Just after seven-thirty pm, in the thirty-ninth hour of labor, the real Elizabeth Rourke had surgery to deliver her baby. But the Elizabeth, who hired a midwife to help her deliver, delivered at 2 am after 21 hours of labor. It was one day of labor although hours of mental, physical and emotional preparation preceded it. The baby`s head was not obstructed because Elizabeth had continued walking, continued eating, and the head moved dynamically down with contractions. There was no lying on a bed with an epidural to make contractions less effective at pushing the baby into the right place. There was less fear working to close her up.

Even though the outcomes for planned homebirth and hospital birth for low risk women are the same, if anything happens at a homebirth, our medicalized society quickly condemns homebirth. If anything happened in the hospital at the cesarean section, it is considered collateral damage. 5% of surgeries are complicated by serious infections. 4% of women after cesarean are rehospitalized after the woman goes home. Sometimes the bladder is nicked. In 1% of cases the baby is slit with the scalpel knife. You can`t sue for those complications because they are known beforehand that that is a risk you are taking. You sign a waiver that you were informed of the risks. If anything goes wrong at a homebirth, the midwife can be charged and spend years in court defending her license. If the midwife needs to transfer the woman to the hospital, she is rarely greeted with helpful camaraderie of fellow workers who are all trying to carry out safe obstetric protocols. Anything bad that happens at a homebirth is the fault of the midwife for attempting such a thing. Anything bad that happens in the hospital is business as usual.

“I watched, you know,” the real Rourke says. “I could see the whole thing in the surgical lights. I saw her head come out!”
I am not going to describe the final moments of Elizabeth`s homebirth. It is too intimate, too true to share. It is a moment when a spiritual truth is apparent even to the non-believers. Anyone who wants to understand it will have to experience for themselves, in their own way. But I will say, at the real homebirth Elizabeth didn’t watch. She birthed. She didn’t tear because she had done strong perineal massage for a few weeks before the birth. Maybe she even grabbed the baby as it was coming out. Maybe she pulled it up to her ecstatically happy heart and burst with joy and tears upon seeing her baby`s face cry for the first time. She is awash with natural love hormones that make her love this baby naturally and strongly. But she also learns to love herself more for her accomplishment as well as those around her for standing by her.

# QUESTIONS ON THE MATERIAL
• 1. Quote the homebirth passage from "Just after seven-thirty" to "close her up.".
• 2. Continue the homebirth passage from its final sentence.

Point-per-instance localization data:
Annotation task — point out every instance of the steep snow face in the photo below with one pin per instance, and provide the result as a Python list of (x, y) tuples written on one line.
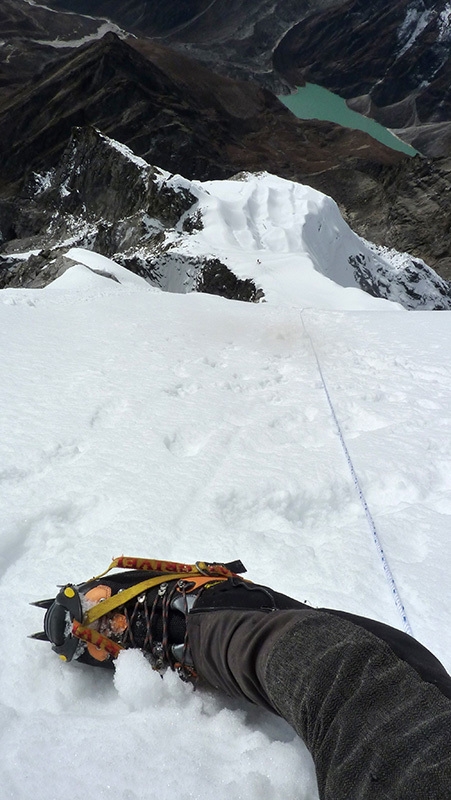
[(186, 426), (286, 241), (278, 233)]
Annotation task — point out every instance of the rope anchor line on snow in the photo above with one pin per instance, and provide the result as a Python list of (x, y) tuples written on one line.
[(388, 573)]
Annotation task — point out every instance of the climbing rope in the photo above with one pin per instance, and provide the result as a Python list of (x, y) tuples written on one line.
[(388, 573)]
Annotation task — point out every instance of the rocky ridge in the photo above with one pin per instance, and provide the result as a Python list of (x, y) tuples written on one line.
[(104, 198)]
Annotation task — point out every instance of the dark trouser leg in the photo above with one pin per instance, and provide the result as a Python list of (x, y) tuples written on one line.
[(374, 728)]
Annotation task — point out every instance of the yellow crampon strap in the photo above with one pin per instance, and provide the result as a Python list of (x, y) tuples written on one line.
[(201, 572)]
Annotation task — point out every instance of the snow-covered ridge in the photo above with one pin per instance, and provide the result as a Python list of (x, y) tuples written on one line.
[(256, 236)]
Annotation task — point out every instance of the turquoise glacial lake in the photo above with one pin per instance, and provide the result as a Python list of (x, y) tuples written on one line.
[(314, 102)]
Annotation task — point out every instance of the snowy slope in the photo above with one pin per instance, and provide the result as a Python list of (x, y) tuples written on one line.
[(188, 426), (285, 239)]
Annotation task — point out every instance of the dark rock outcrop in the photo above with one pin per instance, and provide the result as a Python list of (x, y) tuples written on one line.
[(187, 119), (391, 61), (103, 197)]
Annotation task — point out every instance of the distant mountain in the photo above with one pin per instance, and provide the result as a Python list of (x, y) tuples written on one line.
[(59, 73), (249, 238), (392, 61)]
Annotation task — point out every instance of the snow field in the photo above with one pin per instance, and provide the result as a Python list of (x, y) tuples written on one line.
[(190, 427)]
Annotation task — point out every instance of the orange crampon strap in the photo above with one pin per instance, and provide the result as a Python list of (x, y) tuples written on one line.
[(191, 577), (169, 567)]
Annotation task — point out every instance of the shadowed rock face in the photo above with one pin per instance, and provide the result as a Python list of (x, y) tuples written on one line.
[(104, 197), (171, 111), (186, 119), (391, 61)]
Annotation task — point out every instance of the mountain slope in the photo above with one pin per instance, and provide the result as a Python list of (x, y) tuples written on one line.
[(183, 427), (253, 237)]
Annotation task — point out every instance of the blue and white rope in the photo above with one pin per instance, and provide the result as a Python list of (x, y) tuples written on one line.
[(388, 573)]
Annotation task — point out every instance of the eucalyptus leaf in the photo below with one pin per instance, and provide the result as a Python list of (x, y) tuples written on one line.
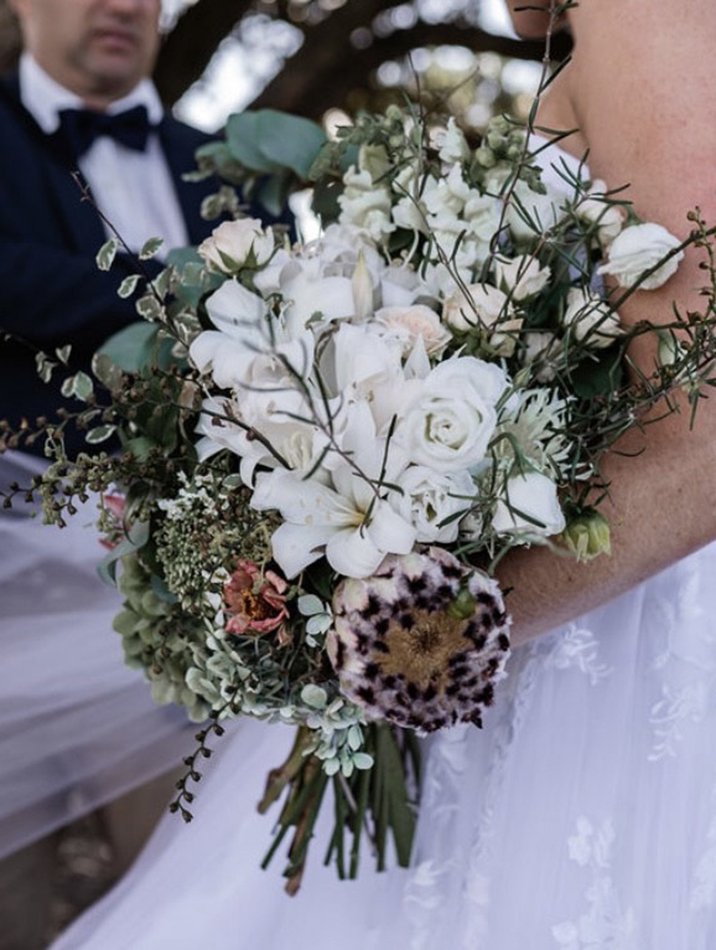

# WRITTEN RESPONSES
• 1.
Just after seven-thirty pm, in the thirty-ninth hour of labor, the real Elizabeth Rourke had surgery to deliver her baby. But the Elizabeth, who hired a midwife to help her deliver, delivered at 2 am after 21 hours of labor. It was one day of labor although hours of mental, physical and emotional preparation preceded it. The baby`s head was not obstructed because Elizabeth had continued walking, continued eating, and the head moved dynamically down with contractions. There was no lying on a bed with an epidural to make contractions less effective at pushing the baby into the right place. There was less fear working to close her up.

• 2.
The real Elizabeth who had a cesarean, said exactly what many cesarean victims say “I felt like a complete failure, like everything I had set out to do I failed to do. I didn’t want the epidural and then I begged for the epidural. I didn’t want a C-section, and I consented to a C-section. I wanted to breast-feed the baby, and I utterly failed to breast-feed.”

This midwife works day and night to decrease the number of women who willingly sign up for medical management of their healthy bodies without completely investigating all the possibilities. There is a lot of room for variation. Just as everyone cries a little differently in grief, everyone connects to birth differently and has different needs that often cannot be met by institutions. Create and share a new birth ritual that will grow and be copied by others so that one day, a new young generation will face birth with life affirming, non-medical rituals. Even if the newspapers continue to cover only head-on collisions and death, that doesn’t mean that you cannot celebrate birth in your own personal individual, intimate, empowering way. Of the deepest most ecstatic miracles, birth is it. Demand not to miss it.